### QUOTED PASSAGE
┏━━

BLOOM uses a Transformer architecture composed of an input embeddings layer, 70 Transformer blocks, and an output language-modeling layer, as shown in the figure below. Each Transformer block has a self-attention layer and a multi-layer perceptron layer, with input and post-attention layer norms.

![](https://miro.medium.com/max/1400/1*uwWJBgEx3Rtovbcb7HcRdA.jpeg)
    
**The Dataset**:
* Multilingual: 46 languages: Full list is here: [https://bigscience.huggingface.co/blog/building-a-tb-scale-multilingual-dataset-for-language-modeling](https://bigscience.huggingface.co/blog/building-a-tb-scale-multilingual-dataset-for-language-modeling)
* 341.6 billion tokens (1.5 TB of text data)
* Tokenizer vocabulary: 250 680 tokens

![](https://github.com/bigscience-workshop/model_card/blob/main/assets/data/pie_v2.svg?raw=true)

┗━━

### TO DO
[a] In the BLOOM overview, how many Transformer blocks does the model's architecture contain?
[b] Write the next part of the BLOOM overview, picking up after its final line.

### EXTRACTED DATA
┏━━

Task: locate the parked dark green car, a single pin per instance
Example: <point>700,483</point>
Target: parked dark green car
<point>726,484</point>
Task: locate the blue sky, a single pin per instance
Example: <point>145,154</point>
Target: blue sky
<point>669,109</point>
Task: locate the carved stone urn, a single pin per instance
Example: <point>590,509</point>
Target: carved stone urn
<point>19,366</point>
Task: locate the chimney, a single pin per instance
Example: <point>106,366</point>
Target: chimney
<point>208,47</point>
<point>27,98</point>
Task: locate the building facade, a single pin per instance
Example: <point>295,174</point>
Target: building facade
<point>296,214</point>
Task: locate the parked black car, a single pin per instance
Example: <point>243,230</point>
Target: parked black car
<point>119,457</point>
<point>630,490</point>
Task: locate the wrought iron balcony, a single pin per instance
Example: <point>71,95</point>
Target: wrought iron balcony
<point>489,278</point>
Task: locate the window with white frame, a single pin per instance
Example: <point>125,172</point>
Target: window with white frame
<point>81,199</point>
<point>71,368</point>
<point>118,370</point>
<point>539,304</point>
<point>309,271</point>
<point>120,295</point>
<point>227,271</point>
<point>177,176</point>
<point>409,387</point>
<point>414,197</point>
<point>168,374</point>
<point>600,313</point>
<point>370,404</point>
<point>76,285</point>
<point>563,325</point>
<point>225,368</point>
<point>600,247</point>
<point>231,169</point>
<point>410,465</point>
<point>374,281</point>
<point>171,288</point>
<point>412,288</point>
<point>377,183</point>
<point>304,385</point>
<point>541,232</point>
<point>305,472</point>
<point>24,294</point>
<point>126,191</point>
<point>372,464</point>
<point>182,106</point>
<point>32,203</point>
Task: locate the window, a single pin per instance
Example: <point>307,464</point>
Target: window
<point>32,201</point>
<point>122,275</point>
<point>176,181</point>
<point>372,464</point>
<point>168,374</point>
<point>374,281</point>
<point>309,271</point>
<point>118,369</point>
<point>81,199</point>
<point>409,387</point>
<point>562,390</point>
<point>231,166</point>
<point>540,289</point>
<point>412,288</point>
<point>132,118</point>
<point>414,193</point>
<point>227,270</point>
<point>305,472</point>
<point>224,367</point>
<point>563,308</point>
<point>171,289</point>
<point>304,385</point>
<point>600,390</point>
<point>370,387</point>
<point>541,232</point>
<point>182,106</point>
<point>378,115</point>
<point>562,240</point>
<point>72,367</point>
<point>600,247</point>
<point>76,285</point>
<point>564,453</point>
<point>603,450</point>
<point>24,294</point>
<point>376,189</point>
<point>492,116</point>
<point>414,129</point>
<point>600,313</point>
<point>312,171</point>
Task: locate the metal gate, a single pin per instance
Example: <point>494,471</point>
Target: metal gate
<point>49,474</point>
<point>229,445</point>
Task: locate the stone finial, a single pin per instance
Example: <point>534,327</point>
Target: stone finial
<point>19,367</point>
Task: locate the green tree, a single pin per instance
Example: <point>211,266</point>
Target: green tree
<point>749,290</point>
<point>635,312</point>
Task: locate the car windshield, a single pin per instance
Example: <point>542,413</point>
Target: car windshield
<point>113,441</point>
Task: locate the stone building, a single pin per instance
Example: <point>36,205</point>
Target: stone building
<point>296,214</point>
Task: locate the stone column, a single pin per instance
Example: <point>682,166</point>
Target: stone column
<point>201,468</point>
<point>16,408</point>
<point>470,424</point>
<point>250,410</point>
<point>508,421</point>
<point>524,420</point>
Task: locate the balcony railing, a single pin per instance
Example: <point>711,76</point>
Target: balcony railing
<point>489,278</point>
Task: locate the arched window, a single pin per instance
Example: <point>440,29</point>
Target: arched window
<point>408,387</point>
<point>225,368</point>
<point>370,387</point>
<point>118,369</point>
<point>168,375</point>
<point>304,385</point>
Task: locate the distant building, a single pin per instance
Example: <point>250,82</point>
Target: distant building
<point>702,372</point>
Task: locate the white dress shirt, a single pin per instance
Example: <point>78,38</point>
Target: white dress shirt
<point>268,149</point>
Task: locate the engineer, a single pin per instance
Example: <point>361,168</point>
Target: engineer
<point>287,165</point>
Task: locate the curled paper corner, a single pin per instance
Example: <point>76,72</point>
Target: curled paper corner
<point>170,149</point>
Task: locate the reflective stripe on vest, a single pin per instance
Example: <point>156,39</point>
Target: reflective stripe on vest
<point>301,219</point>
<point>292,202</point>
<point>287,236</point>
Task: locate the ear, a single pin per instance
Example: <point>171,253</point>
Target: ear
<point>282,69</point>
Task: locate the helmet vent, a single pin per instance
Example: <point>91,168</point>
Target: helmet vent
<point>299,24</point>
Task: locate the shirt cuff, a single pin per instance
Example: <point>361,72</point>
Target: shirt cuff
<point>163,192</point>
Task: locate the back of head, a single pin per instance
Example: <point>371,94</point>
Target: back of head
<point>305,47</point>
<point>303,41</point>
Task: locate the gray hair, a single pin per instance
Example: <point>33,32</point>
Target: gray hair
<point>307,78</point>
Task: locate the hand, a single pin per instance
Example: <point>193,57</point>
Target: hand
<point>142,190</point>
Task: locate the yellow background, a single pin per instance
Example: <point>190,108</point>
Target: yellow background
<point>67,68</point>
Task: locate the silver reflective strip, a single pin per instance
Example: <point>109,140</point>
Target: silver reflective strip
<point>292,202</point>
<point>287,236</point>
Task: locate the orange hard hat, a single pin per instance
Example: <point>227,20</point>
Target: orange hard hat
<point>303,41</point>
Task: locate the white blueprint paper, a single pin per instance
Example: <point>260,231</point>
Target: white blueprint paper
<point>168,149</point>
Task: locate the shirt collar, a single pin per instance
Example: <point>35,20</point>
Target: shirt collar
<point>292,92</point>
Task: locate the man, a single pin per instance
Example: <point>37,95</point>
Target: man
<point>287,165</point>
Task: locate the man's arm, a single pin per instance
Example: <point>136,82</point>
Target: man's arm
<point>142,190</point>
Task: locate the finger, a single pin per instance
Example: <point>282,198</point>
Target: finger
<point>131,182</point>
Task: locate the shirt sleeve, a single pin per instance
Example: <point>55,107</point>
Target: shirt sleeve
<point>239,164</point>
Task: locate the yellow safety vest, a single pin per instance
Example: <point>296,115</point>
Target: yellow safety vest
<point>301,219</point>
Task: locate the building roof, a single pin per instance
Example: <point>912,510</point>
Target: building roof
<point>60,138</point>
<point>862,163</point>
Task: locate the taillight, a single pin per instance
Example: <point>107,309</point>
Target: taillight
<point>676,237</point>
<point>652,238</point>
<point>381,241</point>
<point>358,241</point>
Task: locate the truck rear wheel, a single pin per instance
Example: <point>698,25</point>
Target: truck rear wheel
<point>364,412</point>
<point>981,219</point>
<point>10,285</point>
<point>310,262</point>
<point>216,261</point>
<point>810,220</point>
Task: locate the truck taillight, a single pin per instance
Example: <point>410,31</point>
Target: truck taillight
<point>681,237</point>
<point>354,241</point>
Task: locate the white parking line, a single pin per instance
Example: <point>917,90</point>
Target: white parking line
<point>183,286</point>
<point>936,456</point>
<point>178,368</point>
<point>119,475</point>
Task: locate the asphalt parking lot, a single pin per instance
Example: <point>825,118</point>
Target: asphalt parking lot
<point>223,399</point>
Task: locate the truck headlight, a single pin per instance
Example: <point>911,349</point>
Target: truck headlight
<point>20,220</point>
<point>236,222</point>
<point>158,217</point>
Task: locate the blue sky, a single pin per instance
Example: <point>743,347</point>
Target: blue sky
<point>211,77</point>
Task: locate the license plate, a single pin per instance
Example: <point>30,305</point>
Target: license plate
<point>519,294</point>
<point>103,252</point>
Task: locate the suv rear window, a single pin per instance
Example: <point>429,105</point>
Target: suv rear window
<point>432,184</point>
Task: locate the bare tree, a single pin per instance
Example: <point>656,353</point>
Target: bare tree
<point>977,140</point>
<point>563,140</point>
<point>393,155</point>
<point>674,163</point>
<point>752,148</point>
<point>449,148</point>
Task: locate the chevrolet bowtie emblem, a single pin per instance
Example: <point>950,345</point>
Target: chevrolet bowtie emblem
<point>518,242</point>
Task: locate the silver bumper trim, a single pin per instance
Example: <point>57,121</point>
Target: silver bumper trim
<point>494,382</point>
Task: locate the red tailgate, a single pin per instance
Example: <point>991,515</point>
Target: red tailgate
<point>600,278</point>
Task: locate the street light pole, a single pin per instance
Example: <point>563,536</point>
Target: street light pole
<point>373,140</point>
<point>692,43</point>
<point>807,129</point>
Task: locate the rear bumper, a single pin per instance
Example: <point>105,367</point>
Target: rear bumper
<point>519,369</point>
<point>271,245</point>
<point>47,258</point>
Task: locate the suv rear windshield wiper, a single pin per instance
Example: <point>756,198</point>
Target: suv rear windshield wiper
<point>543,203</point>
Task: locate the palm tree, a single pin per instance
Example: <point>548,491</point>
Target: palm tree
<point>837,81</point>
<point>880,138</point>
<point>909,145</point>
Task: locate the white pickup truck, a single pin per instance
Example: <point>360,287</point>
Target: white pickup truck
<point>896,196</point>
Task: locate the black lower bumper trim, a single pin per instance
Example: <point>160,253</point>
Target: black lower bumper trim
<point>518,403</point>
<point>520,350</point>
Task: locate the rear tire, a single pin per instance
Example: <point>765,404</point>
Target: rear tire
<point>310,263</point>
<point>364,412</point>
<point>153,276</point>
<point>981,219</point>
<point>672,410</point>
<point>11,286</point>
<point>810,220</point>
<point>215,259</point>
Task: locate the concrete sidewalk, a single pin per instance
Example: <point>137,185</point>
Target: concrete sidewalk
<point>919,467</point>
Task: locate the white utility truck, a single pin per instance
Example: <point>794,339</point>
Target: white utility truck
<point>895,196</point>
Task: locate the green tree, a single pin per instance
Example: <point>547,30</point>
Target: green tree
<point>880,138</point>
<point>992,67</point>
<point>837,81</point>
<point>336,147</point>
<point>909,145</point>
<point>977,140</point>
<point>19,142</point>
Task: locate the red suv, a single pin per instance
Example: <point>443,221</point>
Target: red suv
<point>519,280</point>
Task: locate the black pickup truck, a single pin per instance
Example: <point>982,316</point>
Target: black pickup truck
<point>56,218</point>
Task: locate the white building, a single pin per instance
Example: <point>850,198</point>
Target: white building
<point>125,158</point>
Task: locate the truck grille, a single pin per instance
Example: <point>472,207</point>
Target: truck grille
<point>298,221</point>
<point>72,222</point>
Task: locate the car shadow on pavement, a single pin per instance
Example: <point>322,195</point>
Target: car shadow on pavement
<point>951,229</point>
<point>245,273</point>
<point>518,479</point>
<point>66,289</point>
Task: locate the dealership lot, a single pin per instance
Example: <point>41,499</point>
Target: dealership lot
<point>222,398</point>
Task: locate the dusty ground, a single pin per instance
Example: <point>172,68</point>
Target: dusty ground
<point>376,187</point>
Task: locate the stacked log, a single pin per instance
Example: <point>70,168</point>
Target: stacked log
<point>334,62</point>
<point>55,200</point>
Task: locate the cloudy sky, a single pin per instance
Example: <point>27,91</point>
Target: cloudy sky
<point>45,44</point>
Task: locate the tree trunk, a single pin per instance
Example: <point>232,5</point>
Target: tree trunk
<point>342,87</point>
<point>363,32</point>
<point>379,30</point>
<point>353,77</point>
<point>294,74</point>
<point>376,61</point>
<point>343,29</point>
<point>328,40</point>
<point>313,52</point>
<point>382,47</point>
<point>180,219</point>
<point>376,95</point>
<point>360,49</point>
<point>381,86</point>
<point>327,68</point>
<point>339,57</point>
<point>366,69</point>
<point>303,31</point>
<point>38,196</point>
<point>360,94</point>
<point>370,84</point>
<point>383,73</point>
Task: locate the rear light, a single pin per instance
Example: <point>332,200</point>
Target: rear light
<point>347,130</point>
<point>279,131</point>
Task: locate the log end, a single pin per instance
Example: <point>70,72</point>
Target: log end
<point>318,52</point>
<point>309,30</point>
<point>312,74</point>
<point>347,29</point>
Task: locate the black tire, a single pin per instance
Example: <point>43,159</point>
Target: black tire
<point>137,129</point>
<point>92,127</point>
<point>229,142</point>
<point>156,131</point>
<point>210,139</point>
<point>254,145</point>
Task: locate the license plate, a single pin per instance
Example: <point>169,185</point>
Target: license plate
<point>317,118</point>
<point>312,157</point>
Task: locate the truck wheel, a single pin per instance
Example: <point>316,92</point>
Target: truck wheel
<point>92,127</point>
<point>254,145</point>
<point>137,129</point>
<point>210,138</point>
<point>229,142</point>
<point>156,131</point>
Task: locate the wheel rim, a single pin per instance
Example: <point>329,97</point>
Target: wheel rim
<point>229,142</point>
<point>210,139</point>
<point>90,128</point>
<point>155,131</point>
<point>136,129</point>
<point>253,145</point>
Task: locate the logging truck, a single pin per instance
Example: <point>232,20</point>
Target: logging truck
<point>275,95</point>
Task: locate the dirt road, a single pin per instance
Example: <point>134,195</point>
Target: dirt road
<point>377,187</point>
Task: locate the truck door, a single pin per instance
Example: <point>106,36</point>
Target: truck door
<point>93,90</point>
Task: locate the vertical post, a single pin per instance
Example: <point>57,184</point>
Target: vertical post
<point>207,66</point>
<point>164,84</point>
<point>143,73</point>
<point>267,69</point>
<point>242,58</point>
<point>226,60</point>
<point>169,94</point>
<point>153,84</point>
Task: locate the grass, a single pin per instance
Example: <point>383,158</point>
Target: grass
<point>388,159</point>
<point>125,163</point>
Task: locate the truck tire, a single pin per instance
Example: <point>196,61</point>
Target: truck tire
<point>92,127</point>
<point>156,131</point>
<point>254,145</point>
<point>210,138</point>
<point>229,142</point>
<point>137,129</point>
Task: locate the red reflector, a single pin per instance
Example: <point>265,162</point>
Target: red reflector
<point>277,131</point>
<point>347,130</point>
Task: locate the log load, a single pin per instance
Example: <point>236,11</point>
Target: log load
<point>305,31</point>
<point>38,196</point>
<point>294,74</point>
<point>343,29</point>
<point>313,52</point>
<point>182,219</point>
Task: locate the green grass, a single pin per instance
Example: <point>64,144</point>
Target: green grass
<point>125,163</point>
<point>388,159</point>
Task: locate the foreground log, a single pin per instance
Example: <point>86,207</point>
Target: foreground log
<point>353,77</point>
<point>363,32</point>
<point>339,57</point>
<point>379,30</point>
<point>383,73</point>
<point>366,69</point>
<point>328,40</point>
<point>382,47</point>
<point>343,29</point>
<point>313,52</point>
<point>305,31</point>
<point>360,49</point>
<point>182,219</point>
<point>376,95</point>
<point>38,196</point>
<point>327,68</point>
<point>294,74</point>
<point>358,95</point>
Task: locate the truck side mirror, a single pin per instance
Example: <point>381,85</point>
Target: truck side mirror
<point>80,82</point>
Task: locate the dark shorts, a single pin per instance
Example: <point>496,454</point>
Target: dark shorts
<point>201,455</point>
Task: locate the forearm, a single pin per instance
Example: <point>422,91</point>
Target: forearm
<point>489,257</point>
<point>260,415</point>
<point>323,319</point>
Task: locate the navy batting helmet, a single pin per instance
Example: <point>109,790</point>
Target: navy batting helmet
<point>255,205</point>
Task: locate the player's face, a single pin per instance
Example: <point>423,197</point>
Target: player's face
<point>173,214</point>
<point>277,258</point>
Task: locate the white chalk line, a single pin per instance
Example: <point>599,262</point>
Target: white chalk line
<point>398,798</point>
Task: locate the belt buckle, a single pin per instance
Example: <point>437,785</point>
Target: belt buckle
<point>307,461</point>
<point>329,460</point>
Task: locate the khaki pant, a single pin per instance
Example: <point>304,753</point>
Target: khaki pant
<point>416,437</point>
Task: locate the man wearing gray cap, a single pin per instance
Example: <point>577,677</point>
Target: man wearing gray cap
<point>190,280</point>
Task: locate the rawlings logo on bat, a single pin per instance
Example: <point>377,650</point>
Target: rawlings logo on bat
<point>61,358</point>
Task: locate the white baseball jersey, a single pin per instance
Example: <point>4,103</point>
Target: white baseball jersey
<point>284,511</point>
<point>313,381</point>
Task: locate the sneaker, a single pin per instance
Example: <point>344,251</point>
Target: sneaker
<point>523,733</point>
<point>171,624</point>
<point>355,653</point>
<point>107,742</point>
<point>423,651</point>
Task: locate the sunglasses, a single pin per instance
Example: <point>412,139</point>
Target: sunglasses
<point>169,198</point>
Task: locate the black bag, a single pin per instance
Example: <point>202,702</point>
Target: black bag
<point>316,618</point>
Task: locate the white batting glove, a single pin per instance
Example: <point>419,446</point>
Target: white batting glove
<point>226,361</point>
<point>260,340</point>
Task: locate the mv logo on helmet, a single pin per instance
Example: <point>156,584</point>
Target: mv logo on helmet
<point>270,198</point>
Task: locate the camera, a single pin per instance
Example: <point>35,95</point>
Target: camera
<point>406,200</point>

┗━━

### ANSWERS TO THE EXERCISES
[a] 70

[b]
***

## Imports

In [None]:
from transformers import (BloomTokenizerFast,
                          BloomForTokenClassification,
                          DataCollatorForTokenClassification,
                          AutoModelForTokenClassification,
                          TrainingArguments, Trainer)
from datasets import load_dataset
import torch
import os

## Use Pretrained Model

**Load Model ans Tokenizer:**

The list of available Models can be found here: https://huggingface.co/docs/transformers/model_doc/bloom

In [None]:
model_name = "bloom-560m"
tokenizer = BloomTokenizerFast.from_pretrained(f"bigscience/{model_name}", add_prefix_space=True)
model = BloomForTokenClassification.from_pretrained(f"bigscience/{model_name}")

In [None]:
model.config

**Predict Labels:**

Since Bloom has not been fintuned for Token Classification yet, the prediction is poor as expected.

In [None]:
inputs = tokenizer(
    "HuggingFace is a company based in Paris and New York", add_special_tokens=False, return_tensors="pt"
)

with torch.no_grad():
    logits = model(**inputs).logits

predicted_token_class_ids = logits.argmax(-1)

# Note that tokens are classified rather then input words which means that
# there might be more predicted token classes than words.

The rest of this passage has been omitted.